From the listing below, list every line that contains the word "blue".

◆ Listed records
════════

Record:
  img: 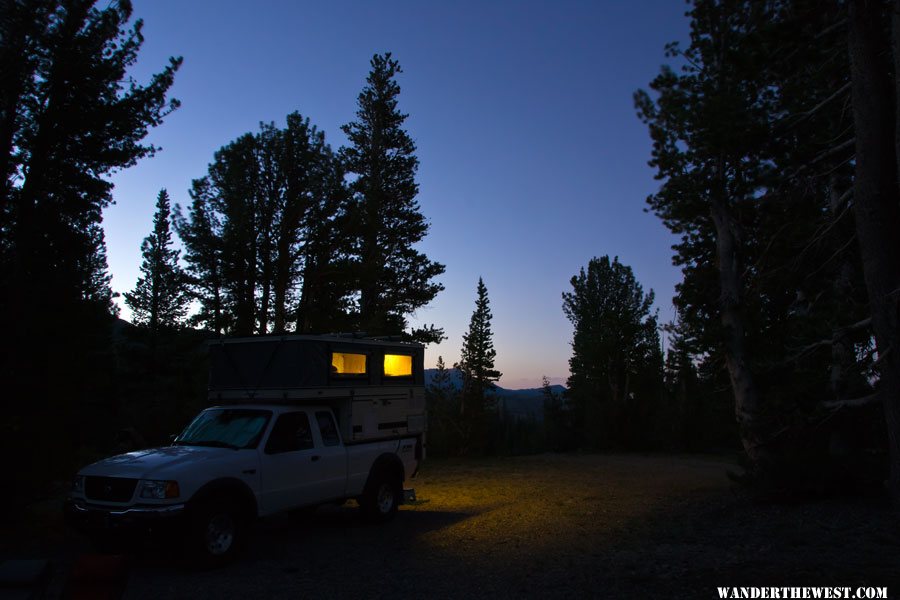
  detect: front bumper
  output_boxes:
[63,499,185,533]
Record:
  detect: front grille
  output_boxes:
[84,477,138,502]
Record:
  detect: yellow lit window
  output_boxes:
[331,352,366,375]
[384,354,412,377]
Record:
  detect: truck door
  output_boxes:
[262,411,319,513]
[315,410,347,500]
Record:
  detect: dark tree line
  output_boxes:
[168,53,444,341]
[0,0,181,500]
[554,256,663,449]
[636,0,900,499]
[426,277,502,456]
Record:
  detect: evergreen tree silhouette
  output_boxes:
[125,189,189,335]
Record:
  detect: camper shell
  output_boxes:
[208,335,426,446]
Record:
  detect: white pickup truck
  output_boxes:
[66,336,425,564]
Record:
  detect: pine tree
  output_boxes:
[0,0,181,489]
[175,113,351,335]
[425,356,461,456]
[125,189,188,335]
[563,256,662,447]
[0,0,181,336]
[454,277,501,452]
[341,53,444,342]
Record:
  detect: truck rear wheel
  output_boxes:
[359,470,403,522]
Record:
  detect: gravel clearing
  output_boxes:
[3,454,900,600]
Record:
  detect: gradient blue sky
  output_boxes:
[104,0,688,388]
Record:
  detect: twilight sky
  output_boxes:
[104,0,688,388]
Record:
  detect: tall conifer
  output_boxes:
[455,277,501,453]
[341,52,444,341]
[125,189,188,334]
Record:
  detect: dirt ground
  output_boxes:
[4,455,900,600]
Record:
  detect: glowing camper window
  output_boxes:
[384,354,412,377]
[331,352,366,375]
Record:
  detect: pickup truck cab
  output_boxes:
[66,403,422,563]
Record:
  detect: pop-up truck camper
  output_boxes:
[66,335,426,564]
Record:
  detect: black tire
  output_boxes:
[359,469,403,523]
[187,500,249,568]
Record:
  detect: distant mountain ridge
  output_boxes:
[425,369,566,421]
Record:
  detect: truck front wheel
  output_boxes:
[360,470,403,522]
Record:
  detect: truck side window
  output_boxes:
[384,354,412,377]
[266,412,314,454]
[331,352,366,375]
[316,410,341,446]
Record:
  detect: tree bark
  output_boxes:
[848,0,900,508]
[710,158,771,472]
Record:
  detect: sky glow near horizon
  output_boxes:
[104,0,688,388]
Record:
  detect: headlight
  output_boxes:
[139,479,181,500]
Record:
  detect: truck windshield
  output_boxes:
[173,408,272,450]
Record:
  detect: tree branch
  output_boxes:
[822,391,881,410]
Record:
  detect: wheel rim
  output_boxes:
[206,514,234,556]
[376,483,394,514]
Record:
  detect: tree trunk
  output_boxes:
[848,0,900,508]
[710,158,771,472]
[828,176,854,401]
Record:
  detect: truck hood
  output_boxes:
[80,446,242,479]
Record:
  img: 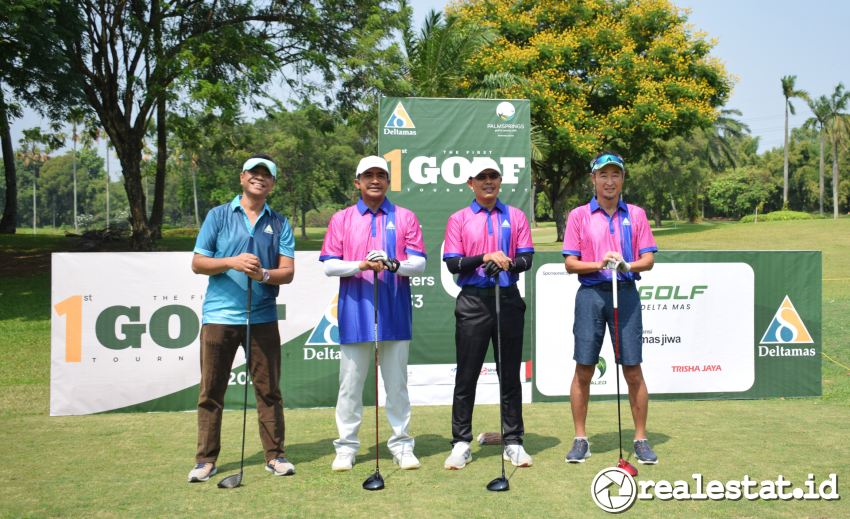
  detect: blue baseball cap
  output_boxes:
[242,157,277,178]
[590,153,626,173]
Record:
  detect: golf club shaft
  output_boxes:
[372,272,380,472]
[239,277,254,479]
[611,269,623,459]
[495,280,505,479]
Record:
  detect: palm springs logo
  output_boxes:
[304,295,339,346]
[590,467,637,514]
[384,101,416,128]
[496,101,516,122]
[761,295,814,344]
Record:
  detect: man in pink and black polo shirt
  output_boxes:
[319,156,425,471]
[562,152,658,463]
[443,157,534,470]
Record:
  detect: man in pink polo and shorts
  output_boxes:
[443,157,534,470]
[562,152,658,463]
[319,156,425,471]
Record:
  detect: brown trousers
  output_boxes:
[195,322,284,463]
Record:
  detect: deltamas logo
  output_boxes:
[758,295,816,357]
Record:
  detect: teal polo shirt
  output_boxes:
[194,195,295,324]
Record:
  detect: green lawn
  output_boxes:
[0,218,850,517]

════════

◆ Response to this exercise
  detect: gradient blue sky
  detect: blue baseball cap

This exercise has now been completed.